**Material for this exercise**

====

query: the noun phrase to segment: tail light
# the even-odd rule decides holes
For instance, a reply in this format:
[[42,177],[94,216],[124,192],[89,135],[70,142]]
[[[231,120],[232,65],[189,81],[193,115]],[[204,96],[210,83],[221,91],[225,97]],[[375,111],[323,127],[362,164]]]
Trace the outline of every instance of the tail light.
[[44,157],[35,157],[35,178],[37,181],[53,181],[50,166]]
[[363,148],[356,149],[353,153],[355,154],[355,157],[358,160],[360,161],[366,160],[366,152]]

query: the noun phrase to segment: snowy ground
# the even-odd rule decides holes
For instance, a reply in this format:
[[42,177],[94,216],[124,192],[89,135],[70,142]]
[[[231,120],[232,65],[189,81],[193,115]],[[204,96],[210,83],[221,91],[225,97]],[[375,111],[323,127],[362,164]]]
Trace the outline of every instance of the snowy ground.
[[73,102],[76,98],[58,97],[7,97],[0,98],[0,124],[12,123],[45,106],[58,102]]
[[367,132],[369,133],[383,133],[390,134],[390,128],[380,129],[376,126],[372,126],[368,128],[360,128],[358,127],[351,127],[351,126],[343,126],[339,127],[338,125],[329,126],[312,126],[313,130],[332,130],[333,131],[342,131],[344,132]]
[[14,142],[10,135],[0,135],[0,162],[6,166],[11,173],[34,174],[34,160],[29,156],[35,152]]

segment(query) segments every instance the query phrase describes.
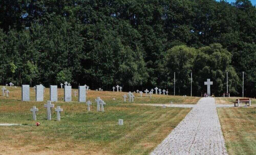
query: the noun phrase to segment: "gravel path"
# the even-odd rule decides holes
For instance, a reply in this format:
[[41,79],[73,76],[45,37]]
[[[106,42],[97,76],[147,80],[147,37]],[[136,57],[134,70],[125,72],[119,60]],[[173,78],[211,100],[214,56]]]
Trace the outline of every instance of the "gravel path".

====

**Work instructions**
Copy out all of the entries above word for word, omitting the pictures.

**Exercise result**
query: the noun phrase to segment: tail light
# the even-odd rule decides holes
For instance, a reply in this format:
[[42,177],[94,216],[124,192],[89,135],[70,142]]
[[[231,120],[232,65],[189,81],[193,115]],[[204,96],[210,83],[221,91],[225,97]],[[375,111],[323,127],[362,164]]]
Trace the outline of every instance of the tail light.
[[44,157],[35,157],[35,178],[37,181],[53,181],[50,166]]
[[363,148],[356,149],[353,153],[355,154],[355,157],[358,160],[360,161],[366,160],[366,152]]

query: the noun phrase to segment: snowy ground
# the even-odd rule decides holes
For instance, a reply in this format:
[[42,177],[94,216],[124,192],[89,135],[70,142]]
[[[231,120],[232,65],[189,81],[193,115]],[[204,96],[210,83],[221,91],[225,97]],[[375,111],[323,127],[362,164]]]
Trace the outline of every instance of the snowy ground.
[[73,102],[76,98],[58,97],[7,97],[0,98],[0,124],[12,123],[45,106],[58,102]]
[[367,132],[369,133],[383,133],[390,134],[390,128],[380,129],[376,126],[372,126],[368,128],[360,128],[358,127],[351,127],[351,126],[343,126],[339,127],[338,125],[329,126],[312,126],[313,130],[332,130],[333,131],[342,131],[344,132]]
[[14,142],[10,135],[0,135],[0,162],[6,166],[11,173],[34,174],[34,160],[29,156],[35,152]]

segment(query) segments every instance the query phrase describes.
query: the noun phrase to segment: "gravel path"
# the even-odd rule decides holes
For instance, a reply in this format:
[[41,79],[73,76],[45,37]]
[[[106,42],[97,76],[147,80],[147,37]],[[136,57],[134,70],[125,72],[119,60]],[[173,78],[211,100],[214,56]]]
Trace the outline of every instance of the "gravel path".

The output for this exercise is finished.